- **Consigne**
Substituez « créateur » à « artiste » dans tout le passage du texte sur Alain Platel qui va de « Alain Platel est un » jusqu'à « notre monde contemporain. », puis recopiez ce passage ainsi modifié.

Alain Platel est un chorégraphe belge aux multi-talents : avant de se lancer dans la danse, c’est dans une école de mime qu’il découvre le milieu artistique. Très intéressé par le théâtre et le cirque, et ayant même travaillé comme orthopédagogue, c’est un artiste dont les pièces sont inclassables, dépassant toutes les frontières et réunissant tous les arts scéniques. Il revient cette année avec une création très singulière, subversive et sauvage qu’est Nicht Schlafen – littéralement « ne pas dormir » – satire politico-sociale aux accents funestes qui nous réveille de façon brutale et magistrale face à la folie qui anime notre monde contemporain.
Quelques danseurs vont et viennent discrètement dans la pénombre, sur fond de toile trouée. Une carcasse de cheval gisant sur un monticule est déjà présente sur scène. La nuit se fait. Le chaos peut commencer.
© Chris Van der Burght
Ils sont huit hommes, une femme et pourtant on croirait voir des bêtes: tous commencent à se battre férocement, se déchirer les vêtements qui volent de part et d’autre du plateau. Une scène de carnage se passe sous nos yeux, qui prend presque des allures grotesques tant les moyens utilisés pour attaquer l’ennemi sont audacieux: ils se tirent par les pieds, s’attrapent par toutes les parties du corps – avec toutes les parties du corps ! – se roulent dessus, se frappent, se cognent, se jettent les uns sur les autres. C’est si réel qu’on a envie de se lever pour les séparer.
Cette scène d’ouverture donne le ton à toutes celles qui vont suivre: nervosité, bestialité mais paradoxalement, humanité. Succèdent à cela des moments où les danseurs évoluent chacun dans leur sphère, mais parfois, comme fondamentalement liés entre eux, effectuent en chœur certaines phrases de gestes. Les corps se secouent sur la musique de Mahler, et le langage chorégraphique transmis par Alain Platel est tout simplement sublime. Chaque individu a une place extrêmement forte, la personnalité des danseurs est respectée et en même temps magnifiée. Même au sein du groupe effectuant les mêmes torsions, on délimite celles propres à chacun. Si la pièce dure entre 1h30 et 2h, c’est sûrement qu’une très grande place est laissée à l’improvisation – certes guidée par une trame préalablement tissée par le chorégraphe et les danseurs. Ce choix souligne donc la place laissée à l’individu, mais elle est aussi une façon d’exercer la capacité du danseur à se connecter aux autres, pour montrer aux yeux du spectateur ce sixième sens magique qui nous permet de nous lier avec les gens qui nous entourent. Finalement c’est peut-être aussi une belle ode à la réunion qui est tacitement soulevée par la pièce.

- **Liste des données**
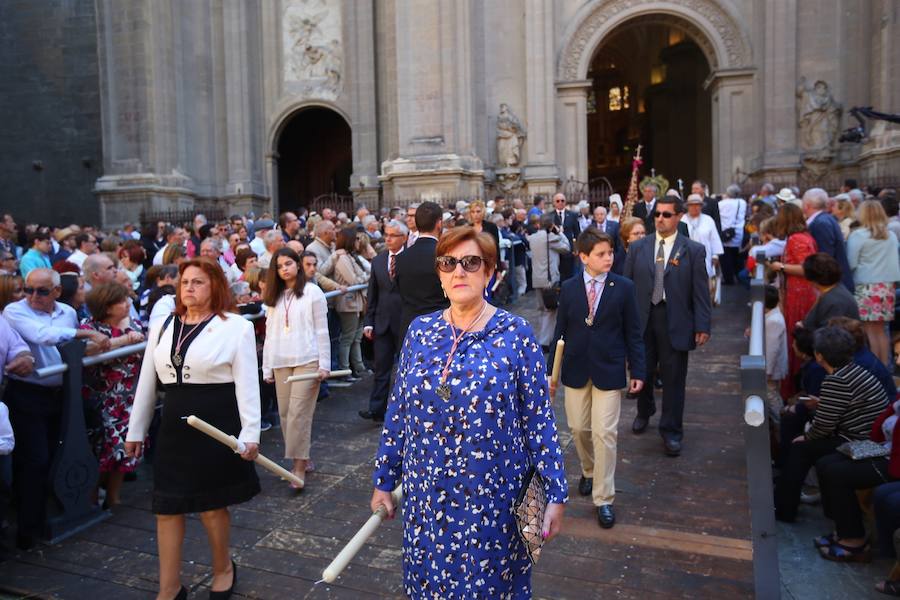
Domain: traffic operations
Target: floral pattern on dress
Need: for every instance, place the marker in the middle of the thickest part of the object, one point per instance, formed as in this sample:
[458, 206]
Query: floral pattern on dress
[462, 460]
[875, 301]
[108, 388]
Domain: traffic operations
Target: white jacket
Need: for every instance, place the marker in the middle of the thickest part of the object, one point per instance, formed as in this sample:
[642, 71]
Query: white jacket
[224, 351]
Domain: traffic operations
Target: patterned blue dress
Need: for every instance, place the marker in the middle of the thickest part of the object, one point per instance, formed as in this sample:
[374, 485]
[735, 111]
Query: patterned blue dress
[462, 460]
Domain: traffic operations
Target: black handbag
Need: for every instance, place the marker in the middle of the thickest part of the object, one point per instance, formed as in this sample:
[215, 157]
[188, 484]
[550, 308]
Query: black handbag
[550, 295]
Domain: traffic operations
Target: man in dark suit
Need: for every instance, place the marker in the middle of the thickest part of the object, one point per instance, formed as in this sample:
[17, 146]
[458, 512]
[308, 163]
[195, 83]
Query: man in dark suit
[567, 221]
[597, 317]
[826, 231]
[417, 280]
[672, 287]
[383, 323]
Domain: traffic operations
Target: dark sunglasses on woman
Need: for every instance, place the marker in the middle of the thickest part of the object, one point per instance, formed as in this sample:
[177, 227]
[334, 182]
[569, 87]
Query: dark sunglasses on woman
[447, 264]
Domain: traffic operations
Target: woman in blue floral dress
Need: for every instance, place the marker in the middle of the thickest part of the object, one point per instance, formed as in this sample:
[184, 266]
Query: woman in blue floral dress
[108, 388]
[470, 412]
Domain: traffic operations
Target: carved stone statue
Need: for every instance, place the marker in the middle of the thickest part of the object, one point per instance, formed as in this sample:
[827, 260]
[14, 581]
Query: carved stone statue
[510, 138]
[818, 120]
[313, 56]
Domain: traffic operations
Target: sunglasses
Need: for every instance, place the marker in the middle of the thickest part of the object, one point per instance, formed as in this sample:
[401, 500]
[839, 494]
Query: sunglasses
[40, 291]
[447, 264]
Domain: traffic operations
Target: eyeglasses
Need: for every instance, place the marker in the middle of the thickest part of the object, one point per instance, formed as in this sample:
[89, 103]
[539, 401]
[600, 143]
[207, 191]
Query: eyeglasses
[40, 291]
[447, 264]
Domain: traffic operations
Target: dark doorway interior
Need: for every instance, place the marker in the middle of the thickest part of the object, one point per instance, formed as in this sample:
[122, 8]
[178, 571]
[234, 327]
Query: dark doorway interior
[648, 89]
[315, 157]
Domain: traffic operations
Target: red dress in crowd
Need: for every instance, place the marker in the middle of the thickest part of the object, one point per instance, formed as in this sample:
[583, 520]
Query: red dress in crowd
[799, 296]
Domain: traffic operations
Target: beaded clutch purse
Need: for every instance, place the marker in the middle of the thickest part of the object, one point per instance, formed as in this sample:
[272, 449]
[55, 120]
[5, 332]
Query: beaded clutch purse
[529, 512]
[862, 449]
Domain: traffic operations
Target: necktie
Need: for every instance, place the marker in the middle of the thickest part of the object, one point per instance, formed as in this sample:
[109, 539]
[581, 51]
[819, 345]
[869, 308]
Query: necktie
[660, 272]
[592, 298]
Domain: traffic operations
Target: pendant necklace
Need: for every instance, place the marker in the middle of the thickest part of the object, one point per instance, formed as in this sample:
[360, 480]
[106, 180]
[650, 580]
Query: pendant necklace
[443, 388]
[286, 303]
[177, 358]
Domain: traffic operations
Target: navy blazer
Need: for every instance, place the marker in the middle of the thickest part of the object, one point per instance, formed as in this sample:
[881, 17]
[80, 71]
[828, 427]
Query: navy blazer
[599, 352]
[688, 306]
[830, 240]
[385, 307]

- **Réponse**
Alain Platel est un chorégraphe belge aux multi-talents : avant de se lancer dans la danse, c’est dans une école de mime qu’il découvre le milieu artistique. Très intéressé par le théâtre et le cirque, et ayant même travaillé comme orthopédagogue, c’est un créateur dont les pièces sont inclassables, dépassant toutes les frontières et réunissant tous les arts scéniques. Il revient cette année avec une création très singulière, subversive et sauvage qu’est Nicht Schlafen – littéralement « ne pas dormir » – satire politico-sociale aux accents funestes qui nous réveille de façon brutale et magistrale face à la folie qui anime notre monde contemporain.